--- DATA UNDER STUDY Enclosed Below ---

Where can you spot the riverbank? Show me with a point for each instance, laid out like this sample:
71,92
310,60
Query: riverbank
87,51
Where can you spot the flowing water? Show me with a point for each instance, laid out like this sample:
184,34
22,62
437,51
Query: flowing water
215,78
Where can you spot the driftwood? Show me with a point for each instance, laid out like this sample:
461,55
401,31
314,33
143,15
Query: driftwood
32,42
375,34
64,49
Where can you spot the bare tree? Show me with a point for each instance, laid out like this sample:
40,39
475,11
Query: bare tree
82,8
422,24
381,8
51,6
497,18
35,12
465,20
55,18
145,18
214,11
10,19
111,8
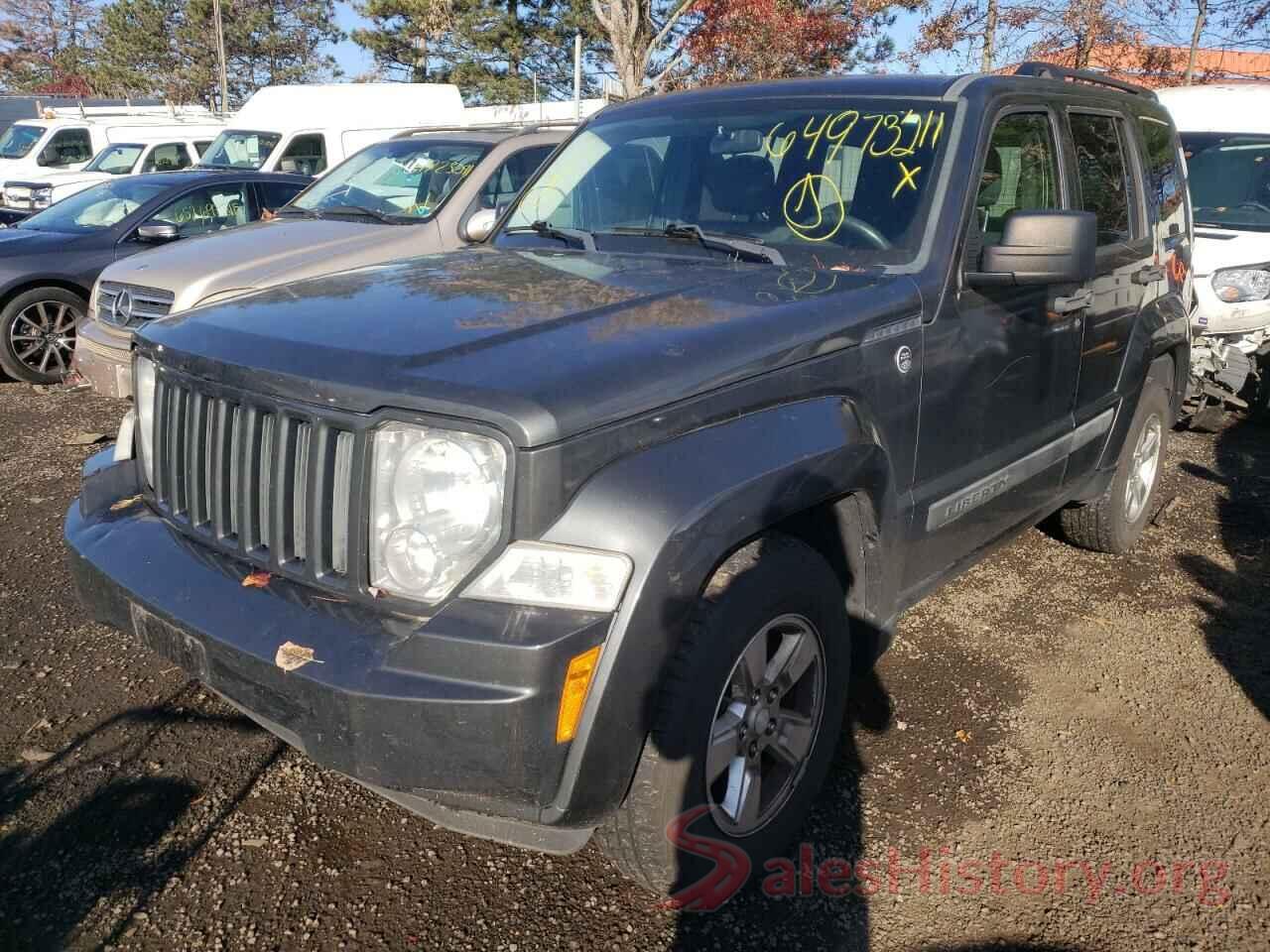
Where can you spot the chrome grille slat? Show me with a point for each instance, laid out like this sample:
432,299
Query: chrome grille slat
268,484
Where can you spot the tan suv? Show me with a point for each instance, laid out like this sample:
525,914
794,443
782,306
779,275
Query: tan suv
420,191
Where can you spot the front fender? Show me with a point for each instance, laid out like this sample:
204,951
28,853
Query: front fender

--- End of Enclosed DATA UNDER STUDY ---

◆ AIM OF THE TASK: A faithful, word-for-word version of the records above is needed, with no images in it.

◆ TASK RESULT:
Where can you spot the riverbank? Show me with a point for each instance, laid out like this sample:
71,92
310,60
Query: riverbank
87,51
Where can you spot the flowing water? Show me with a point for each instance, laid out like this sample:
184,34
22,62
437,51
Query: flowing water
215,78
Where can you spot the driftwood? Show me with a point for each instance, laid out like this sample:
461,55
401,31
314,33
143,15
Query: driftwood
32,42
375,34
64,49
Where can you spot the bare tree? Show me with a point for each instance, laid out like this sample:
40,39
475,11
Query: bare tree
82,8
422,24
381,8
51,6
497,18
35,12
465,20
55,18
145,18
214,11
10,19
111,8
Where can you spot the chrome grille slat? Show me with a point for each instance, laid out like this sample:
432,299
Query: chrome grille slat
268,484
Where can you spot the tan suv? Show me with a point for each instance, laid out like this sample:
525,914
794,443
782,306
779,275
Query: tan suv
420,191
Where can you spot the front fender? Show me with a point for each instance, laid out like this sample:
204,951
28,853
Query: front fender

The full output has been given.